| GOALS |
1 > Answer these questions using the text on government aid for newspapers, one answer per line, marked (a), (b), (c):
(a) Whose bill would allow newspapers to exist as non-profits?
(b) Over how many years, instead of two, would the proposal Sen. Kerry endorsed let newspapers offset their net operating losses?
(c) Which state's tax break for newspapers did the editorial not cover?
2 > Render this sentence from the text on government aid for newspapers in Spanish: "We note that the editorial didn’t even cover Washington State’s tax break for newspapers, not to mention Connecticut legislators’ recent willingness to help rustle up buyers for some former Journal Register papers."
3 > Give a continuation of the text on government aid for newspapers, beginning after its final sentence.

Now you know that the uncertain future about the survival of newspapers is news: The Wall Street Journal’s op-ed page features an editorial castigating Massachusetts Democratic Sen. John Kerry and others for supporting the notion of federal government aid or bailouts for the struggling business.
The Journal gives us a recap of some ideas that have been seeping their way into the public consciousness in recent months, including:
Maryland Democratic Sen. Benjamin Cardin’s bill to allow newspapers to exist as non-profits.
Sen. Kerry’s endorsement of a proposal by Montana Democratic Sen. Max Baucus’s and Maine Republican Sen. Olympia Snowe’s to let newspapers offset their net operating losses over five years instead of two.
Sen. Kerry’s endorsement of some flexibility under the anti-trust laws, presumably in a way that would allow U.S. newspaper publishers to dream up some ways to force people to pay for the news they read online in a model similar to how the cable TV providers work with the people who provide the shows.
We note that the editorial didn’t even cover Washington State’s tax break for newspapers, not to mention Connecticut legislators’ recent willingness to help rustle up buyers for some former Journal Register papers. But you might as well add them to the list of ideas.

Records contained in a dataset:
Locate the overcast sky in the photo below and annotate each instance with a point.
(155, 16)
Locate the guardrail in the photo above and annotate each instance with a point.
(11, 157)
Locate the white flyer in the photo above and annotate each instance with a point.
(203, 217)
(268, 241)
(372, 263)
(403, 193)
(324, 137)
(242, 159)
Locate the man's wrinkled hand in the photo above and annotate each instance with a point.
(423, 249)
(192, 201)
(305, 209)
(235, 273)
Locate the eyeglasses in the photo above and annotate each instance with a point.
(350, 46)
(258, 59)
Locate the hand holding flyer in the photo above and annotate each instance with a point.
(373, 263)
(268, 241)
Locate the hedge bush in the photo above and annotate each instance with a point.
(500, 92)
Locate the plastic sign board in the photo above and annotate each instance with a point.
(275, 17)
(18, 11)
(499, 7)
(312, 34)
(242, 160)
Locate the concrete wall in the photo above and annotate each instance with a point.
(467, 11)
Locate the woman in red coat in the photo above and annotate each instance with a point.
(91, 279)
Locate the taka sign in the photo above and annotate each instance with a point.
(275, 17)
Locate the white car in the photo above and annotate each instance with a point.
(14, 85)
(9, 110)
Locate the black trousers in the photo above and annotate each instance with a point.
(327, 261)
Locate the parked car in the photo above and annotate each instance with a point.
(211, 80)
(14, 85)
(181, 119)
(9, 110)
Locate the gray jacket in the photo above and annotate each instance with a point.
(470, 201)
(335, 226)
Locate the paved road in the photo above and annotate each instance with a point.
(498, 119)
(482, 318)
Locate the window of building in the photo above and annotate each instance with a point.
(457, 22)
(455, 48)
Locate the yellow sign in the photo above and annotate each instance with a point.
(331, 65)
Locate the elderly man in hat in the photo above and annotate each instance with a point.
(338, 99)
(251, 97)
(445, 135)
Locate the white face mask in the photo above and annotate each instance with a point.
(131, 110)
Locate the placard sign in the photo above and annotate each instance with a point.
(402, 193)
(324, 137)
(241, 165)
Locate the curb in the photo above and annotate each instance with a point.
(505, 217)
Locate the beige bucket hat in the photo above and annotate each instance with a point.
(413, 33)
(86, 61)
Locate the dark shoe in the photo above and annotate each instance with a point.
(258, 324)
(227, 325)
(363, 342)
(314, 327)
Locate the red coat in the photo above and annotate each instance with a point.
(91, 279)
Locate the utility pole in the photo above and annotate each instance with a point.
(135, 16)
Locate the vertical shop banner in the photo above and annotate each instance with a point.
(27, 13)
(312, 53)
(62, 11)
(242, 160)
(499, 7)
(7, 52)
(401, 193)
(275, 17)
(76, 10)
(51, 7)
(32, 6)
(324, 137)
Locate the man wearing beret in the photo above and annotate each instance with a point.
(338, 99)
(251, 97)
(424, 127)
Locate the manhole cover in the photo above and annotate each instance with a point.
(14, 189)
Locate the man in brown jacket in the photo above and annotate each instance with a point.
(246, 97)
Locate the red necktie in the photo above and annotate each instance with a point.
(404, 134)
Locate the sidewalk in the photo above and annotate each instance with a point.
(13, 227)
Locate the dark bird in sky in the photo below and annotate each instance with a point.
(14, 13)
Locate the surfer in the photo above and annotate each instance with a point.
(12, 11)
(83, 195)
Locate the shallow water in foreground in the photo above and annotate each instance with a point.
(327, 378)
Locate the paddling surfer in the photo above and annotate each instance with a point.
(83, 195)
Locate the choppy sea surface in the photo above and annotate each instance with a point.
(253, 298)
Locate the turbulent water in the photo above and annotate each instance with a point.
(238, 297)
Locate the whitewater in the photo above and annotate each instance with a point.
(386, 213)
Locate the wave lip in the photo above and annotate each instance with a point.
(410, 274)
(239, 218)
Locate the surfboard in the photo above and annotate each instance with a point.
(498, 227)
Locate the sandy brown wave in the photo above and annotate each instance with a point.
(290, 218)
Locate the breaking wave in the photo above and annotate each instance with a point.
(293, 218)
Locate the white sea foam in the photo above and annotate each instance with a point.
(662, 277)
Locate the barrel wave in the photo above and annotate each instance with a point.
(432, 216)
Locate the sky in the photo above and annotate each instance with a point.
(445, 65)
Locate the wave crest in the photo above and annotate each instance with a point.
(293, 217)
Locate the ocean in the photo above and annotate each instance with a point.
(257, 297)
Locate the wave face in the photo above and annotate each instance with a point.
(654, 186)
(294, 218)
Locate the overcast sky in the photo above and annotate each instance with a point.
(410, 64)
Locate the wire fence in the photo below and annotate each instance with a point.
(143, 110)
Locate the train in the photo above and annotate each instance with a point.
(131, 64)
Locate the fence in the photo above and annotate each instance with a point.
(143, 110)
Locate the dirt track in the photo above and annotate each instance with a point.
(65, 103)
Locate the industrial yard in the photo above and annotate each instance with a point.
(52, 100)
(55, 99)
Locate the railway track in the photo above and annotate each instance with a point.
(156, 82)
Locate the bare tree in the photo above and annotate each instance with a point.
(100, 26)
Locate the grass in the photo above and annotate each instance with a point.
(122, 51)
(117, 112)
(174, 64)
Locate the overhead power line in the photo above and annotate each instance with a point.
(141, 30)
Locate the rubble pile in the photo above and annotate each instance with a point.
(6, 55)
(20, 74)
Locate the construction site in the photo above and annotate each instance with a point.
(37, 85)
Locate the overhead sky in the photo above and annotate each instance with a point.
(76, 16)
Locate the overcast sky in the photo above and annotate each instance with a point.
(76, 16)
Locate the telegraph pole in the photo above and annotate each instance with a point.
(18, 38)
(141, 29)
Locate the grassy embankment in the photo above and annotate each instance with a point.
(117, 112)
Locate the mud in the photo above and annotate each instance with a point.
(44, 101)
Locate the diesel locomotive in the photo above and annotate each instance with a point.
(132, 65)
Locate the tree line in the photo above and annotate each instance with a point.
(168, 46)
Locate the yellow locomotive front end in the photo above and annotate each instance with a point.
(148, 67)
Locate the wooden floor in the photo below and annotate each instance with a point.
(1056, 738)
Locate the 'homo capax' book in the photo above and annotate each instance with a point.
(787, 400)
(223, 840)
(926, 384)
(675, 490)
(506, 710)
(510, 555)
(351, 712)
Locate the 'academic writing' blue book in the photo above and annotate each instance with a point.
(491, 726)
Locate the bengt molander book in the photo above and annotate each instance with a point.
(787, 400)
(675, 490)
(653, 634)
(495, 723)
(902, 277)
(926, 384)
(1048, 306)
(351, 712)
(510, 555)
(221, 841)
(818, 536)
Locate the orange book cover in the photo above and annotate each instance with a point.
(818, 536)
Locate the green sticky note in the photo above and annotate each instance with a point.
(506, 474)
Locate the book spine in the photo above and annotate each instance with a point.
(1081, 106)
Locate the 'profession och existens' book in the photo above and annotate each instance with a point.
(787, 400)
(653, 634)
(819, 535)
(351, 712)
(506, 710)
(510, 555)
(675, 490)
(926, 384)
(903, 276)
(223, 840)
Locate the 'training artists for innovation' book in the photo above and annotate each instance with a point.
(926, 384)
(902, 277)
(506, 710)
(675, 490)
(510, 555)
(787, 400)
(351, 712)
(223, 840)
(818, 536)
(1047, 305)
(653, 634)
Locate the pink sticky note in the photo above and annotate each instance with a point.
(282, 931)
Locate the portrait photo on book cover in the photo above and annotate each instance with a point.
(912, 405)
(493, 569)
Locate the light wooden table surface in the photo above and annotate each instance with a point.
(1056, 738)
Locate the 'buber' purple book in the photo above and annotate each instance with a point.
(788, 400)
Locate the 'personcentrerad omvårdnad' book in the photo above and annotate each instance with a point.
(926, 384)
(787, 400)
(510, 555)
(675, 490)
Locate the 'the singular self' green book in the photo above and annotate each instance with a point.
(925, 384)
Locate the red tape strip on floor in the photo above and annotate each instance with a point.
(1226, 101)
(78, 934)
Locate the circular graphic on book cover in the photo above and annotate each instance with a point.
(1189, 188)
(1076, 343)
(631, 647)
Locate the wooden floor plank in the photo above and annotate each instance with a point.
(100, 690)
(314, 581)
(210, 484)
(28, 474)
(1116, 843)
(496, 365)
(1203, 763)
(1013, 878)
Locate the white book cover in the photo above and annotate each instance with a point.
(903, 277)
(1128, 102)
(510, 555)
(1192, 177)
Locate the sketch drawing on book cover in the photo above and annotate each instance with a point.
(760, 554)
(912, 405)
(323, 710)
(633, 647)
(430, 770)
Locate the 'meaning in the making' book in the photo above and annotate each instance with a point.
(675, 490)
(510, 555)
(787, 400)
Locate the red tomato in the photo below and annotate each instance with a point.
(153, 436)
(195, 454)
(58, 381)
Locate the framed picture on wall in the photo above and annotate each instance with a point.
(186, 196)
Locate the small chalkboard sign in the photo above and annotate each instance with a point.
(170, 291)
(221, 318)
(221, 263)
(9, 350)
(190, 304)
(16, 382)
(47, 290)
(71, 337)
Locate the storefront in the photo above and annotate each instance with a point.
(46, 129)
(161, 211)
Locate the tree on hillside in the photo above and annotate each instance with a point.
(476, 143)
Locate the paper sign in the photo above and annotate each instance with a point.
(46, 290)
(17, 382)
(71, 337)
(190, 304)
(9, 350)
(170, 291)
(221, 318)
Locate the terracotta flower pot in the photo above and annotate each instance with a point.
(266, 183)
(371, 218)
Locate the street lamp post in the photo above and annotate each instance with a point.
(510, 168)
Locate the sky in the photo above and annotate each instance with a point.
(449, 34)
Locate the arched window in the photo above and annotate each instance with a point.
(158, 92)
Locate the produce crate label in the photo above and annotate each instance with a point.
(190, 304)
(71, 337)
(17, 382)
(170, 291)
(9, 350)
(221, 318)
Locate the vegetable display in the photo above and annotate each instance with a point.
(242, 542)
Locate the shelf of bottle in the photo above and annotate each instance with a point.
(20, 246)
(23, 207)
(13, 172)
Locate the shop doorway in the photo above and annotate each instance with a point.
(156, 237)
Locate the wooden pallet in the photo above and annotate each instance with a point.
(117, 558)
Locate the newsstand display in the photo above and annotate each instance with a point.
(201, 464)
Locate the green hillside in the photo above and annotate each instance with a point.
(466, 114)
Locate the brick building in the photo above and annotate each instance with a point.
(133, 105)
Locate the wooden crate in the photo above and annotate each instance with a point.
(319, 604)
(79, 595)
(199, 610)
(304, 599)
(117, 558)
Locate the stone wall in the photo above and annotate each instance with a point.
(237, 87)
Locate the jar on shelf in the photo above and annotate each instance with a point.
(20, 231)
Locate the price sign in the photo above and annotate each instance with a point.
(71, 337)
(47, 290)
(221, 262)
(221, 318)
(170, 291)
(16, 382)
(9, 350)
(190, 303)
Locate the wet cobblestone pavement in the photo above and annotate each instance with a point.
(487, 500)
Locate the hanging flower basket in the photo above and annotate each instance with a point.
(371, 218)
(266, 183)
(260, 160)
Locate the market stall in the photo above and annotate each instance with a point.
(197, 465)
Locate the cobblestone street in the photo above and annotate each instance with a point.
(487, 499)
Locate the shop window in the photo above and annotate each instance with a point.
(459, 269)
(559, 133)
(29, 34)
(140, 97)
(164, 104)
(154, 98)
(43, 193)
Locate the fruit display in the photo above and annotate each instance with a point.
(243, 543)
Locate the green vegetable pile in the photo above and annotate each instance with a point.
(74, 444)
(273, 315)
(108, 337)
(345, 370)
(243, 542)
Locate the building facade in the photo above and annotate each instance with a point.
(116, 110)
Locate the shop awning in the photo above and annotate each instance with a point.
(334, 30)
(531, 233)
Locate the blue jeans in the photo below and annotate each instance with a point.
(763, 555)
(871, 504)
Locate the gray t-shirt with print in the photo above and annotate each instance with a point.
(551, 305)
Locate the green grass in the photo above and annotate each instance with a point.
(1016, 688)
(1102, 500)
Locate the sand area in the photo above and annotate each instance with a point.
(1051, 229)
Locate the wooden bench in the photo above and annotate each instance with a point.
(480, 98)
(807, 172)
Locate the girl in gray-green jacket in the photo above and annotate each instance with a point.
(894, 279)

| RESULTS FOR EACH TASK |
1 >
(a) Maryland Democratic Sen. Benjamin Cardin
(b) Five years
(c) Washington State

2 > Señalamos que el editorial ni siquiera abordó la exención fiscal del estado de Washington para los periódicos, por no hablar de la reciente disposición de los legisladores de Connecticut a ayudar a encontrar compradores para algunos antiguos periódicos de Journal Register.

3 >
The Journal’s answer? No! No! No! On what grounds?
The “creative destruction” theory, spurred by people getting their news online, something that governments should let happen as a natural outcome of the free market. Here’s what the WSJ says:
The larger story here is that newspapers are enduring the familiar process of economic “creative destruction,” in this case brought on by the Internet. Advertisers are fleeing to search engines, while barriers to entry in publishing have crashed. Despite the pain this causes to certain companies, this is not much different than any other industry buffeted by new technology or business strategies. The shipping industry changed radically with the advent of containerization. Wal-Mart’s state-of-the-art inventory management transformed retailing. Apple’s iTunes has revolutionized the music industry.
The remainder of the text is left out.